Task data:
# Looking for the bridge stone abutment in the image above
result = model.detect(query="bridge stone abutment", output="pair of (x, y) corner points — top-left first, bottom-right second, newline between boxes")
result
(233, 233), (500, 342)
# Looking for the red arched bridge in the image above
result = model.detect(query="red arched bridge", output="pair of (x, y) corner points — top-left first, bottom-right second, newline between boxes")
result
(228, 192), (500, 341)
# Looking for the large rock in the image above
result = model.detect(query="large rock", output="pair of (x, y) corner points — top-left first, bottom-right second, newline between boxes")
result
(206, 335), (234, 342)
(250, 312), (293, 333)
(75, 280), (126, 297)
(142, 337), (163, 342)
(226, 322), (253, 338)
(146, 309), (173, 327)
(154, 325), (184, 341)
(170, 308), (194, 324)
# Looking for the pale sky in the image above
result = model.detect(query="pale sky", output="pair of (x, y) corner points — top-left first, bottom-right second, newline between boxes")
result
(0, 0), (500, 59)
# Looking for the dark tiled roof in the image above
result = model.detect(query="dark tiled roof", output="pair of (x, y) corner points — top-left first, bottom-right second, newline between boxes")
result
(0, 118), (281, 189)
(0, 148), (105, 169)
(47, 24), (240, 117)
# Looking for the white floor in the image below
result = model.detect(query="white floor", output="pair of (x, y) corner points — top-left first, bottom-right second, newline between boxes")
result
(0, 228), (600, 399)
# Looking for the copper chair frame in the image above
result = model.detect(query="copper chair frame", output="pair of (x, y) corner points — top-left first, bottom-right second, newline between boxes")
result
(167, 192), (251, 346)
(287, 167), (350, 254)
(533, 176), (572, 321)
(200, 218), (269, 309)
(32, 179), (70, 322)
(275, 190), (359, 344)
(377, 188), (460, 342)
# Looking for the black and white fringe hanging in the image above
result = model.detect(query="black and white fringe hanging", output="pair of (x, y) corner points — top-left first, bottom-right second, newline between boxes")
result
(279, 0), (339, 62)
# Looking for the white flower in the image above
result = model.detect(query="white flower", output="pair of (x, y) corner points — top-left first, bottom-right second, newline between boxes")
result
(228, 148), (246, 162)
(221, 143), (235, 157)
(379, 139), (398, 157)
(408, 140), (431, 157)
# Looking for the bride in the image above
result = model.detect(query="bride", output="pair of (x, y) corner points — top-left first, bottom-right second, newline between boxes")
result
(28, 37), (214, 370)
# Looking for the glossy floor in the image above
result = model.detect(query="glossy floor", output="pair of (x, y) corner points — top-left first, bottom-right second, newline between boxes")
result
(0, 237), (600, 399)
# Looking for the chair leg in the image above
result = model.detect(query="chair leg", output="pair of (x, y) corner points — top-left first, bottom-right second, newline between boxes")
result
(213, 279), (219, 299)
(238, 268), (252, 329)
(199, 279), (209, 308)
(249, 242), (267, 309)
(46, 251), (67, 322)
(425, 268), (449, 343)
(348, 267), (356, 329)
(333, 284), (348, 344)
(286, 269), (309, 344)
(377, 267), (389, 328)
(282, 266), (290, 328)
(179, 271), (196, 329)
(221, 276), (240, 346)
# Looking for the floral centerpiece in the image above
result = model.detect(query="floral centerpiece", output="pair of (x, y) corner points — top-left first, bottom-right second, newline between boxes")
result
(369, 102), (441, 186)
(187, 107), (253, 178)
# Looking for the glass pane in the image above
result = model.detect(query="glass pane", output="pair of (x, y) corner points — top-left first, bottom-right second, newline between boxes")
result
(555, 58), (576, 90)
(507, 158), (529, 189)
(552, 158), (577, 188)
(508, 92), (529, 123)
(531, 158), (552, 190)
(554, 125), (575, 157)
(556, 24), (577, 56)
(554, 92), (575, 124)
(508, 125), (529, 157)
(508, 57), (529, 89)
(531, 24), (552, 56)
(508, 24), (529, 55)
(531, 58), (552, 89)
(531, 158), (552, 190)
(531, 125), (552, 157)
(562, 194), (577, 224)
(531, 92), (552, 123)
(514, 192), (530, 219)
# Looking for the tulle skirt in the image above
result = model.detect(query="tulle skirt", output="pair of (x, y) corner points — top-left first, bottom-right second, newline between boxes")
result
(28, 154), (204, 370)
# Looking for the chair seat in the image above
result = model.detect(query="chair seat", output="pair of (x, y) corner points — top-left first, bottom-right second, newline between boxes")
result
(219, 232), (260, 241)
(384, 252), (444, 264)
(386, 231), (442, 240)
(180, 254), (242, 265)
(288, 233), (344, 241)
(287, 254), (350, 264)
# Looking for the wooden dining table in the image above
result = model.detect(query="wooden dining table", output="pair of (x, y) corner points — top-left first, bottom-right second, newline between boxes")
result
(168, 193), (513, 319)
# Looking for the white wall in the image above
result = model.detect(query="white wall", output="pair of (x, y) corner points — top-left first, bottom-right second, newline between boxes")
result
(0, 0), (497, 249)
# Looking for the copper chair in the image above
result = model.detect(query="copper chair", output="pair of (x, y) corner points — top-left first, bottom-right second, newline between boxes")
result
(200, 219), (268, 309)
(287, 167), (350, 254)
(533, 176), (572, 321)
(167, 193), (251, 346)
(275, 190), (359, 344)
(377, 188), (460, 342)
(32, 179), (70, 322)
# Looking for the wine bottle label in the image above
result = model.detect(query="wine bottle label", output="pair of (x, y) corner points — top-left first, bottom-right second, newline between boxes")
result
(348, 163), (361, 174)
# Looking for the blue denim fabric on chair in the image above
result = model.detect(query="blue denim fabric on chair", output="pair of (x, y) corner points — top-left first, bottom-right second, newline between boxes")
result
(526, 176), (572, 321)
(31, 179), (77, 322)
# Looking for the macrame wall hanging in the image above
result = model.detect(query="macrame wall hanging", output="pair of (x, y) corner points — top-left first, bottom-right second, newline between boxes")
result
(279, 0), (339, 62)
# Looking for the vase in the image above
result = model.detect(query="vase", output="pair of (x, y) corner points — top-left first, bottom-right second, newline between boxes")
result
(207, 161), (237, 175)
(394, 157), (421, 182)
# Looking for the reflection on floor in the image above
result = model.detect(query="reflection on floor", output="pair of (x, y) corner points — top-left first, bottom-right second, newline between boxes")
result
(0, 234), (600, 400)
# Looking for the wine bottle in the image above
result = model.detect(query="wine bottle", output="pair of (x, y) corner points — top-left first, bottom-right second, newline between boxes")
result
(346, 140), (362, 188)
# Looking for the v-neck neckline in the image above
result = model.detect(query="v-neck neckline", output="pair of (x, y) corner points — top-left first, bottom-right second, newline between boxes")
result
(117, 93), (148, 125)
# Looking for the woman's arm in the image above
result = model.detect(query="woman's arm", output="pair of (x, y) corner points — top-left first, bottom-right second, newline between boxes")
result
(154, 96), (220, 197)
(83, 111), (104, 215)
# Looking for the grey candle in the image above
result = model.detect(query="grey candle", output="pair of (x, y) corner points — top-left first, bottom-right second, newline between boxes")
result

What to work on:
Please copy out all of the records above word for word, with nothing changed, added, or left out.

Finished exercise:
# Looking for the bridge stone abutment in the image above
result = model.detect(query="bridge stone abutment", output="pair of (x, y) corner points — top-left first, bottom-right second, newline between boxes")
result
(233, 233), (500, 342)
# Looking for the red arched bridge in the image above
result = model.detect(query="red arched bridge", output="pair of (x, y) corner points — top-left first, bottom-right second, newline between boxes")
result
(228, 192), (500, 341)
# Looking for the large rock in the image above
result = model.detect(query="large rock", output="pair of (x, y) corner points — top-left first, bottom-right second, newline between boxes")
result
(206, 335), (234, 342)
(250, 312), (293, 333)
(75, 280), (126, 297)
(142, 337), (163, 342)
(226, 322), (253, 338)
(146, 309), (173, 327)
(154, 325), (184, 341)
(170, 308), (194, 324)
# Looking for the pale sky in the image above
result = model.detect(query="pale sky", output="pair of (x, y) corner points — top-left first, bottom-right second, newline between boxes")
result
(0, 0), (500, 59)
# Looking for the dark tiled roof in the image above
result = model.detect(query="dark tiled roof", output="pair of (x, y) corner points — top-left first, bottom-right second, newline between boxes")
result
(0, 118), (281, 189)
(0, 148), (105, 169)
(47, 24), (240, 117)
# Looking for the white floor in the image below
result = model.detect(query="white floor", output="pair of (x, y) corner points — top-left first, bottom-right second, newline between boxes")
result
(0, 228), (600, 399)
# Looking for the copper chair frame in the image above
result = model.detect(query="copper chair frame", output="pair of (x, y) corner points — top-left first, bottom-right second, newline between boxes")
result
(167, 192), (251, 346)
(287, 167), (350, 254)
(533, 176), (572, 321)
(200, 218), (269, 309)
(32, 179), (70, 322)
(275, 190), (359, 344)
(377, 188), (460, 342)
# Looking for the black and white fringe hanging in the image above
result = model.detect(query="black and white fringe hanging", output="pair of (x, y) corner points — top-left first, bottom-right second, newline between boxes")
result
(279, 0), (339, 62)
# Looking for the white flower in the image above
result = model.detect(query="white flower", output="pair of (x, y) corner points — top-left first, bottom-right second, newline between boxes")
result
(228, 148), (246, 162)
(221, 143), (235, 157)
(379, 139), (398, 157)
(408, 140), (431, 157)
# Looking for the bride in the image above
result = model.detect(query="bride", output="pair of (x, y) corner points — top-left first, bottom-right second, newline between boxes")
result
(28, 37), (214, 370)
# Looking for the glossy floor in the image above
result = model.detect(query="glossy floor", output="pair of (x, y) corner points — top-left first, bottom-right second, newline between boxes")
result
(0, 237), (600, 399)
# Looking for the chair leg in the image above
result = model.detect(query="chair leg", output="pair of (x, y) corner points — top-left first, bottom-right second, newline between boxes")
result
(213, 279), (219, 299)
(238, 268), (252, 329)
(199, 279), (209, 308)
(249, 242), (267, 309)
(46, 251), (67, 322)
(425, 268), (449, 343)
(348, 267), (356, 329)
(333, 284), (348, 344)
(286, 269), (309, 344)
(377, 267), (389, 328)
(282, 266), (290, 328)
(179, 271), (196, 329)
(221, 276), (240, 346)
# Looking for the floral centerpiece in the image above
result = model.detect(query="floral centerpiece", output="pair of (x, y) corner points — top-left first, bottom-right second, newline between boxes")
result
(369, 102), (441, 186)
(187, 107), (253, 178)
# Looking for the glass pane in the image above
result = model.detect(query="glass pane", output="pair of (x, y) corner points — top-left first, bottom-right second, newline between boxes")
result
(555, 58), (576, 90)
(507, 158), (529, 189)
(552, 158), (577, 188)
(508, 92), (529, 123)
(531, 158), (552, 190)
(554, 125), (575, 157)
(556, 24), (577, 56)
(554, 92), (575, 124)
(508, 125), (529, 157)
(508, 57), (529, 89)
(531, 24), (552, 56)
(508, 24), (529, 55)
(531, 58), (552, 89)
(531, 158), (552, 190)
(531, 125), (552, 157)
(562, 194), (577, 224)
(531, 92), (552, 123)
(514, 192), (530, 219)
# Looking for the tulle skirt in the image above
result = model.detect(query="tulle skirt", output="pair of (x, y) corner points — top-left first, bottom-right second, newline between boxes")
result
(28, 154), (204, 370)
# Looking for the chair seat in the image above
result = model.detect(query="chair seat", output="pair of (x, y) corner points — top-left first, bottom-right second, newline between boxes")
result
(219, 232), (260, 241)
(384, 252), (444, 264)
(386, 231), (442, 240)
(180, 254), (242, 265)
(288, 233), (344, 241)
(287, 254), (350, 264)
# Looking for the wooden dining table in the image above
result = model.detect(query="wooden dining table", output="pair of (x, y) corner points — top-left first, bottom-right second, newline between boxes")
result
(168, 193), (513, 319)
# Looking for the white wall in the image above
result = model.detect(query="white wall", output="pair of (x, y) corner points — top-left first, bottom-right second, newline between boxes")
result
(0, 0), (497, 249)
# Looking for the copper chair in the image above
result = model.detect(query="copper chair", output="pair of (x, y) corner points — top-left first, bottom-right second, newline between boxes")
result
(200, 219), (268, 309)
(287, 167), (350, 254)
(533, 176), (572, 321)
(167, 193), (251, 346)
(275, 190), (359, 344)
(377, 188), (460, 342)
(32, 179), (70, 322)
# Looking for the wine bottle label in the image above
result = model.detect(query="wine bottle label", output="pair of (x, y) corner points — top-left first, bottom-right second, newline between boxes")
result
(348, 163), (361, 174)
# Looking for the blue denim fabric on chair in the image above
result = model.detect(query="blue denim fabric on chair", output="pair of (x, y) corner points — top-left first, bottom-right second, newline between boxes")
result
(526, 176), (572, 321)
(31, 179), (77, 322)
# Looking for the macrame wall hanging in the image above
result = model.detect(query="macrame wall hanging", output="pair of (x, y) corner points — top-left first, bottom-right second, newline between boxes")
result
(279, 0), (339, 62)
# Looking for the vase in the image above
result = model.detect(query="vase", output="pair of (x, y) corner points — top-left first, bottom-right second, newline between boxes")
result
(207, 161), (237, 175)
(394, 157), (421, 182)
# Looking for the reflection on floor in the image above
result = model.detect(query="reflection on floor", output="pair of (x, y) corner points — top-left first, bottom-right second, newline between boxes")
result
(0, 234), (600, 400)
# Looking for the wine bottle in the image above
result = model.detect(query="wine bottle", output="pair of (x, y) corner points — top-left first, bottom-right second, newline between boxes")
result
(346, 140), (362, 188)
# Looking for the v-neck neckline in the image above
result = model.detect(query="v-neck neckline", output="pair of (x, y) corner points — top-left first, bottom-right second, newline between boxes")
result
(117, 93), (148, 125)
# Looking for the woman's arm in the image above
result = model.detect(query="woman's arm", output="pair of (x, y) corner points — top-left first, bottom-right second, newline between boxes")
result
(154, 96), (220, 197)
(83, 111), (104, 215)
# Looking for the grey candle in the image above
result = model.detect(query="grey candle", output="pair of (x, y) corner points — top-left first, bottom-right second, newline between boxes")
result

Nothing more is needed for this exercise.